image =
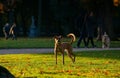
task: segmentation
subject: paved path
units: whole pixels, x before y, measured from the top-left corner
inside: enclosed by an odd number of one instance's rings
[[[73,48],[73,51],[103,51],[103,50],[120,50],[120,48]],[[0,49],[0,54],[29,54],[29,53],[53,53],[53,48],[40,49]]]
——
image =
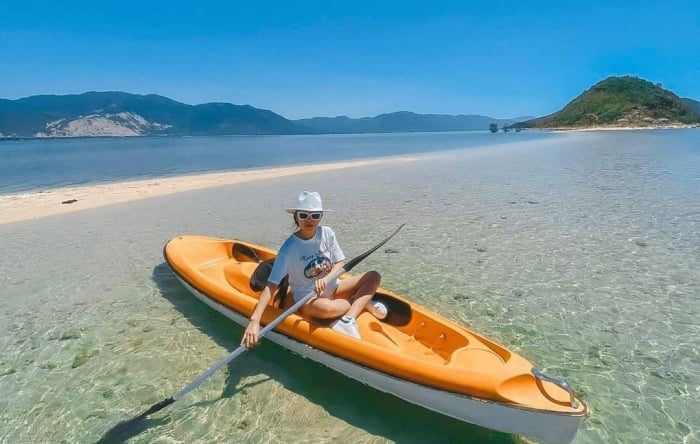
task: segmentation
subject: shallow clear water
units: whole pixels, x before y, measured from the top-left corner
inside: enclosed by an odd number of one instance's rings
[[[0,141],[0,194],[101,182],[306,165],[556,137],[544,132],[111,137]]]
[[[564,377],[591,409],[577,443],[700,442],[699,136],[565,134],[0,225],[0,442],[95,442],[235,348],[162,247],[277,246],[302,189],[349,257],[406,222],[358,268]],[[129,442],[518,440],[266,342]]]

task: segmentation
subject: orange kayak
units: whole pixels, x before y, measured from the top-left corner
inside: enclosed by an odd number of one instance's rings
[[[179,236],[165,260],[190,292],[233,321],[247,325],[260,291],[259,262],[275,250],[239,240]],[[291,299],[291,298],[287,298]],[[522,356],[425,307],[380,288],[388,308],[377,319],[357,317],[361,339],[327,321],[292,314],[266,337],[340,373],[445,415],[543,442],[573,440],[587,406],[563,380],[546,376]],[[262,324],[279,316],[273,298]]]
——
PROBLEM STATEMENT:
Find the lines in the records that contain the word "subject", then copy every one of them.

RESPONSE BELOW:
subject: paved path
subject: shallow clear water
subject: orange kayak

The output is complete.